◆ **Kutipan Sumber**:
○ ○ ○ ○ ○
Ketika siswa menuliskan apa yang harus
dilakukan pertama kali untuk memecahkan
masalah dan merumuskan rumusan masalah,
terdapat perbedaan antara siswa yang
metakognisinya lebih tinggi dengan siswa
yang metakognisinya lebih rendah. Siswa
yang metakognisinya lebih tinggi mampu
menuliskan apa yang harus dilakukan pertama
kali untuk memecahkan masalah dengan lebih
jelas dan merumuskan masalah dengan tepat,
sedangkan siswa yang metakognisinya lebih
rendah menuliskan apa yang harus dilakukan
pertama kali untuk memecahkan masalah
dengan kurang jelas dan merumuskan masalah
dengan kurang tepat. Perbedaan kedua
keadaan tersebut menunjukkan bahwa
menuliskan apa yang harus dilakukan pertama
kali untuk memecahkan permasalahan dan
merumuskan rumusan masalah merupakan hal
yang penting, karena kejelasan mengenai apa
yang harus dilakukan pertama kali dalam
memecahkan masalah akan mampu membantu
siswa dalam merumuskan masalah secara
tepat, sehingga siswa mampu menyusun
strategi pemecahan masalah yang sesuai
dengan lebih mudah.
○ ○ ○ ○ ○
◆ **Daftar**:

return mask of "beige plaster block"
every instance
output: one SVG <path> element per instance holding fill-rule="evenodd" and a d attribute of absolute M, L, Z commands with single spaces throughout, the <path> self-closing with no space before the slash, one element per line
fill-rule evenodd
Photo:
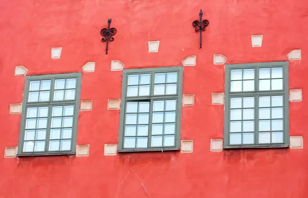
<path fill-rule="evenodd" d="M 302 91 L 300 89 L 291 90 L 290 101 L 291 102 L 299 102 L 302 101 Z"/>
<path fill-rule="evenodd" d="M 92 100 L 82 100 L 80 102 L 80 111 L 91 111 L 92 110 Z"/>
<path fill-rule="evenodd" d="M 195 94 L 183 95 L 183 106 L 193 106 L 195 104 Z"/>
<path fill-rule="evenodd" d="M 76 146 L 76 156 L 86 157 L 89 156 L 90 144 L 84 144 Z"/>
<path fill-rule="evenodd" d="M 212 139 L 210 140 L 211 151 L 222 151 L 222 139 Z"/>
<path fill-rule="evenodd" d="M 223 93 L 212 93 L 212 104 L 223 104 Z"/>
<path fill-rule="evenodd" d="M 105 144 L 104 156 L 116 156 L 117 144 Z"/>
<path fill-rule="evenodd" d="M 194 141 L 192 140 L 181 141 L 181 152 L 192 152 L 194 150 Z"/>
<path fill-rule="evenodd" d="M 290 136 L 290 148 L 302 148 L 303 146 L 302 136 Z"/>

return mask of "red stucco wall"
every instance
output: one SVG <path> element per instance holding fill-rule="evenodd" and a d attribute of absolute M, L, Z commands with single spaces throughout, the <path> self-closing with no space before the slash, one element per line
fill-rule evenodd
<path fill-rule="evenodd" d="M 209 26 L 203 48 L 191 26 L 202 8 Z M 89 144 L 88 157 L 0 157 L 0 197 L 304 198 L 308 197 L 308 1 L 306 0 L 11 0 L 0 3 L 0 153 L 18 144 L 20 114 L 10 103 L 22 101 L 27 75 L 82 72 L 81 99 L 93 110 L 79 115 L 77 144 Z M 101 29 L 111 18 L 118 32 L 105 55 Z M 263 35 L 252 48 L 252 35 Z M 159 40 L 158 53 L 147 41 Z M 60 59 L 51 49 L 62 47 Z M 287 60 L 301 49 L 301 60 L 290 61 L 289 89 L 301 89 L 303 101 L 290 104 L 291 136 L 302 136 L 302 149 L 224 150 L 210 152 L 210 139 L 223 138 L 223 105 L 211 104 L 212 93 L 224 91 L 226 63 Z M 182 108 L 181 139 L 192 139 L 194 152 L 169 151 L 104 156 L 105 143 L 118 142 L 119 111 L 107 110 L 108 98 L 121 97 L 125 69 L 181 65 L 183 94 L 196 94 L 195 105 Z M 3 154 L 1 154 L 3 156 Z"/>

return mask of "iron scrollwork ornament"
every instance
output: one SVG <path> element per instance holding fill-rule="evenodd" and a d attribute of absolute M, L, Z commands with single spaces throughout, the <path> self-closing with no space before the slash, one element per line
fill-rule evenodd
<path fill-rule="evenodd" d="M 203 15 L 203 13 L 202 12 L 202 10 L 200 10 L 200 12 L 199 12 L 199 20 L 195 20 L 192 22 L 192 26 L 195 28 L 195 31 L 196 32 L 199 32 L 200 34 L 200 48 L 202 47 L 202 31 L 205 31 L 205 28 L 208 26 L 208 20 L 202 20 L 202 16 Z"/>
<path fill-rule="evenodd" d="M 113 41 L 114 40 L 114 38 L 112 36 L 117 33 L 117 29 L 116 28 L 110 28 L 111 23 L 111 19 L 109 18 L 108 19 L 108 28 L 103 28 L 101 30 L 101 35 L 103 36 L 102 41 L 107 42 L 106 45 L 106 54 L 108 53 L 108 43 L 109 41 Z"/>

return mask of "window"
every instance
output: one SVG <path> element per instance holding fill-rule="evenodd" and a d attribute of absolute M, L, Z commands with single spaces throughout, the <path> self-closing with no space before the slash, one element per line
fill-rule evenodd
<path fill-rule="evenodd" d="M 26 77 L 18 156 L 73 155 L 81 73 Z"/>
<path fill-rule="evenodd" d="M 288 146 L 288 62 L 225 71 L 224 147 Z"/>
<path fill-rule="evenodd" d="M 123 70 L 119 151 L 177 150 L 181 67 Z"/>

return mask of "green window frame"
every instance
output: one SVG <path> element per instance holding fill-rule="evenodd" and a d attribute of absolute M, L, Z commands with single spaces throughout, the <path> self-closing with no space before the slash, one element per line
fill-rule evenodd
<path fill-rule="evenodd" d="M 81 77 L 26 76 L 18 156 L 75 154 Z"/>
<path fill-rule="evenodd" d="M 224 148 L 289 146 L 288 68 L 226 64 Z"/>
<path fill-rule="evenodd" d="M 183 67 L 124 70 L 119 152 L 180 149 Z"/>

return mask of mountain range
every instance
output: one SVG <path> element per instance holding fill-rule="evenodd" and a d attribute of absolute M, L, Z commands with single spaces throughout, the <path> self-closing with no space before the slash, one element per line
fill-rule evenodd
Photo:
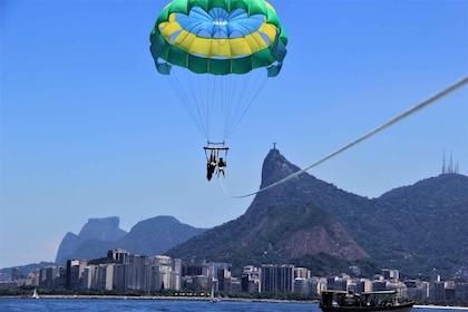
<path fill-rule="evenodd" d="M 178 222 L 173 216 L 156 216 L 138 222 L 130 232 L 119 228 L 117 216 L 89 218 L 78 235 L 67 233 L 62 238 L 56 263 L 65 264 L 69 259 L 94 260 L 104 257 L 107 251 L 127 250 L 133 254 L 156 255 L 202 234 L 197 228 Z"/>
<path fill-rule="evenodd" d="M 261 188 L 299 170 L 273 148 L 263 163 Z M 56 262 L 103 257 L 120 247 L 184 261 L 228 262 L 234 270 L 292 263 L 316 275 L 358 265 L 368 275 L 390 267 L 408 276 L 433 270 L 446 277 L 468 276 L 468 177 L 454 173 L 373 199 L 301 173 L 260 192 L 245 214 L 209 230 L 172 216 L 142 221 L 128 233 L 118 223 L 118 217 L 90 218 L 78 235 L 67 233 Z"/>
<path fill-rule="evenodd" d="M 271 149 L 261 188 L 300 168 Z M 359 264 L 468 276 L 468 177 L 442 174 L 369 199 L 301 173 L 259 193 L 238 218 L 166 252 L 233 266 L 289 262 L 313 274 Z M 315 270 L 315 271 L 314 271 Z"/>

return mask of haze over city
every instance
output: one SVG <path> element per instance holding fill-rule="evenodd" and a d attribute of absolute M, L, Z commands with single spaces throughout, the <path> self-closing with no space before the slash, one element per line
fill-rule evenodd
<path fill-rule="evenodd" d="M 259 189 L 276 148 L 305 167 L 467 75 L 465 1 L 270 1 L 282 72 L 228 138 L 228 193 Z M 157 74 L 149 31 L 167 1 L 1 2 L 0 267 L 53 261 L 89 217 L 173 215 L 213 227 L 252 197 L 207 182 L 205 138 Z M 309 173 L 378 197 L 468 167 L 468 88 Z"/>

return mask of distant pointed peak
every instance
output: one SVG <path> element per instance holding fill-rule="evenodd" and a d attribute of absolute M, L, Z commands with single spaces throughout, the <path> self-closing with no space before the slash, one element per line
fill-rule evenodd
<path fill-rule="evenodd" d="M 261 187 L 265 187 L 299 170 L 300 168 L 298 166 L 291 164 L 280 150 L 274 147 L 270 149 L 263 162 Z"/>

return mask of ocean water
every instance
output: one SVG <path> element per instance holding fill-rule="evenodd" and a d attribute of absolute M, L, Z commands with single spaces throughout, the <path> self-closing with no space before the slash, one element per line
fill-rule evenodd
<path fill-rule="evenodd" d="M 465 309 L 464 309 L 465 310 Z M 321 312 L 316 303 L 255 302 L 255 301 L 209 301 L 197 300 L 138 300 L 138 299 L 0 299 L 0 311 L 248 311 Z M 413 308 L 412 312 L 448 312 L 449 308 Z M 468 311 L 468 308 L 465 310 Z"/>

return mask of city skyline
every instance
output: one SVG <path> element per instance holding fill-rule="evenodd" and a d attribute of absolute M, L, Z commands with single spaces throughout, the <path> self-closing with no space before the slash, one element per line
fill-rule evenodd
<path fill-rule="evenodd" d="M 272 0 L 281 74 L 208 183 L 206 140 L 149 52 L 167 2 L 1 1 L 0 267 L 52 261 L 90 217 L 235 220 L 253 198 L 224 188 L 257 191 L 272 143 L 306 167 L 467 75 L 467 1 Z M 467 103 L 459 89 L 310 174 L 374 198 L 438 175 L 446 149 L 467 175 Z"/>

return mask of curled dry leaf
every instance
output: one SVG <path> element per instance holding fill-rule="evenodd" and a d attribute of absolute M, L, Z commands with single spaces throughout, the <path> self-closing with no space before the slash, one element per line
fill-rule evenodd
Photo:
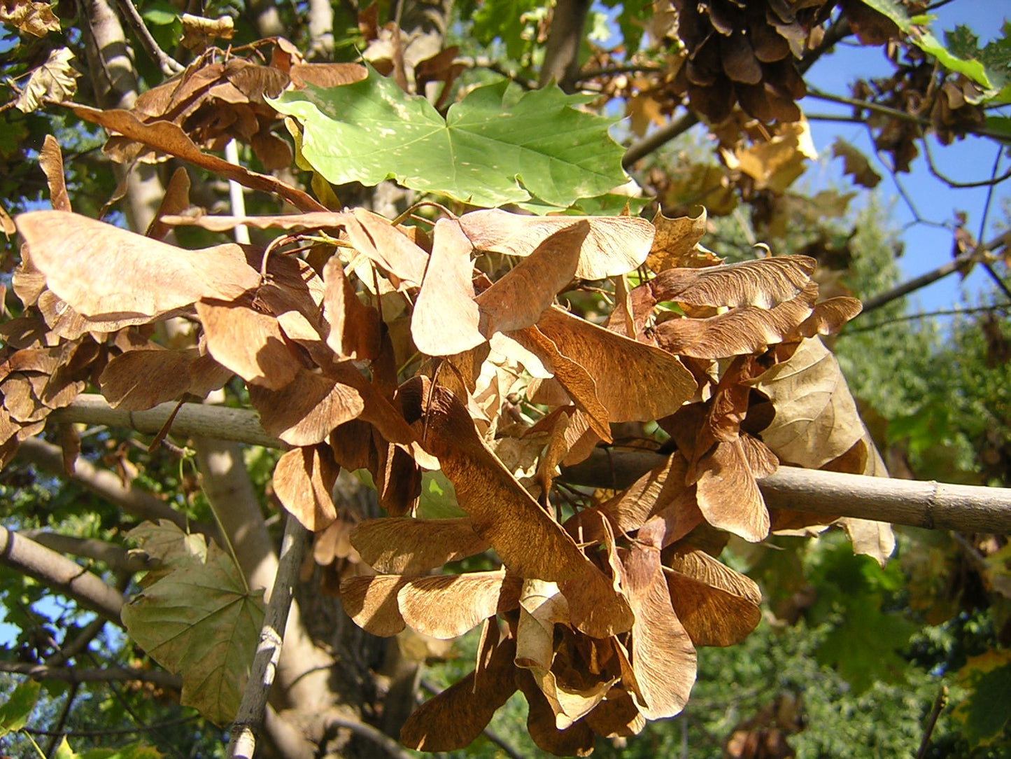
○ ○ ○ ○ ○
◆ **Tugas yang Diberikan**:
Menurut kutipan tentang metakognisi siswa, bagaimana siswa yang metakognisinya lebih tinggi menuliskan apa yang harus dilakukan pertama kali untuk memecahkan masalah?

◆ **Hasil Pengerjaan**:
Dengan lebih jelas.